▶ [WORK TO DO]:
Render every line of the records below as a numbered list, leaving out blank lines. Omit the pictures from your answer.

(Dataset entries)
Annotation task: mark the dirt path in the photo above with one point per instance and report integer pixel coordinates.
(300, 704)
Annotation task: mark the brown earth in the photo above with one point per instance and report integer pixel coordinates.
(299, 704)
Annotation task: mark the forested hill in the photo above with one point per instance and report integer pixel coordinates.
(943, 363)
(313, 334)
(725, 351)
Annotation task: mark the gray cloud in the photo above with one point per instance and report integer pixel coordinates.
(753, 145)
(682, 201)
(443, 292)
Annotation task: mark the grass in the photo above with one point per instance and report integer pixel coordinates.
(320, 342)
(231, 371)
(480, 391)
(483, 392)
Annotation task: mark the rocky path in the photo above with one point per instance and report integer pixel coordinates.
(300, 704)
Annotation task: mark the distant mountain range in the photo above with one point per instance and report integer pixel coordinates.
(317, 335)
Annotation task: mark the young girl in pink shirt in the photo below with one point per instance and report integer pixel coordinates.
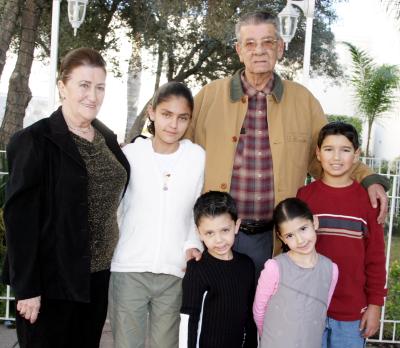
(295, 288)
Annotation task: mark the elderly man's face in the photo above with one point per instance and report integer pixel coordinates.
(259, 48)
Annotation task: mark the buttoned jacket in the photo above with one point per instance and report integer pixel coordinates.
(294, 118)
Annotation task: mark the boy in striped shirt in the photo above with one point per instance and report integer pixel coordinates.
(350, 236)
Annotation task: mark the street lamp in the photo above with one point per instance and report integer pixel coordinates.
(76, 15)
(288, 19)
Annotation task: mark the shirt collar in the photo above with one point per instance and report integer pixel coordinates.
(250, 91)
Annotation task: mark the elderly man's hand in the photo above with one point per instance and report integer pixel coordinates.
(29, 308)
(377, 193)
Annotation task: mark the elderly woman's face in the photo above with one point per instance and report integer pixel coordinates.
(83, 93)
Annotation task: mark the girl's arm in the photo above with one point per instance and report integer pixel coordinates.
(267, 286)
(193, 241)
(335, 276)
(193, 297)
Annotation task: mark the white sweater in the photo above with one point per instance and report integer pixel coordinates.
(156, 225)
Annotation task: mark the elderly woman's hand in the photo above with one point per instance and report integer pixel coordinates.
(29, 308)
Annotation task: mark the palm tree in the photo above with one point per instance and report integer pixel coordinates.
(375, 86)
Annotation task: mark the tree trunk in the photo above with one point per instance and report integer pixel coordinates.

▶ [TASK OUTPUT]:
1. Annotation task: mark the dirt path in the photo above with one point per instance and report integer pixel coordinates.
2. (300, 704)
3. Annotation task: mark the brown earth in the photo above with one point per instance and report integer pixel coordinates.
4. (299, 704)
5. Annotation task: mark the forested hill in the photo above with one point per instance and report integer pixel coordinates.
6. (943, 363)
7. (313, 334)
8. (725, 351)
9. Annotation task: mark the gray cloud in the photo above with one point per instance and report integer pixel coordinates.
10. (753, 145)
11. (682, 201)
12. (443, 292)
13. Annotation task: mark the grass in the photo above with one point per instance and report integer pixel coordinates.
14. (320, 342)
15. (231, 371)
16. (480, 391)
17. (483, 392)
18. Annotation task: mark the rocky path in the photo above with one point per instance and report integer pixel coordinates.
19. (300, 704)
20. Annotation task: mark the distant mountain range in the photo above with one point per instance and report integer pixel coordinates.
21. (317, 335)
22. Annotation task: mark the young girl in pink shirt in the photo below with one point per instance and report integer pixel coordinates.
23. (295, 288)
24. Annotation task: mark the elderly man's face in the photo above with one point per instance and report integer pixel coordinates.
25. (259, 48)
26. Annotation task: mark the buttoned jacket in the photo above with one point per instance and report integer pixel coordinates.
27. (294, 118)
28. Annotation task: mark the boy in striped shirt in the photo above with one point per instance and report integer pixel coordinates.
29. (350, 236)
30. Annotation task: mark the street lamp in the photo above with one point per instance and report integer pixel coordinates.
31. (76, 15)
32. (288, 19)
33. Annotation task: mark the shirt collar in the photo above with one point per instance and report integer pixel coordinates.
34. (250, 91)
35. Annotation task: mark the elderly man's hand in the photo above with one point per instance and report integer pixel coordinates.
36. (29, 308)
37. (377, 193)
38. Annotation task: mark the elderly woman's face in the photo above with one point per instance and report integer pixel coordinates.
39. (83, 93)
40. Annotation task: mark the girl's arm in the photo above with one point per instance and report integer pixel coordinates.
41. (267, 286)
42. (193, 241)
43. (335, 276)
44. (193, 297)
45. Annotation task: mark the white sweater in the photo above with one point per instance and report integer pixel coordinates.
46. (156, 225)
47. Annotation task: mark the elderly woman's hand in the photo above with one point per instance and report integer pixel coordinates.
48. (29, 308)
49. Annotation task: mark the palm tree in the photo above with one point per instance and report integer pixel coordinates.
50. (375, 86)
51. Annotation task: mark the tree trunk in the photo above with one point per instance and report integer pixel coordinates.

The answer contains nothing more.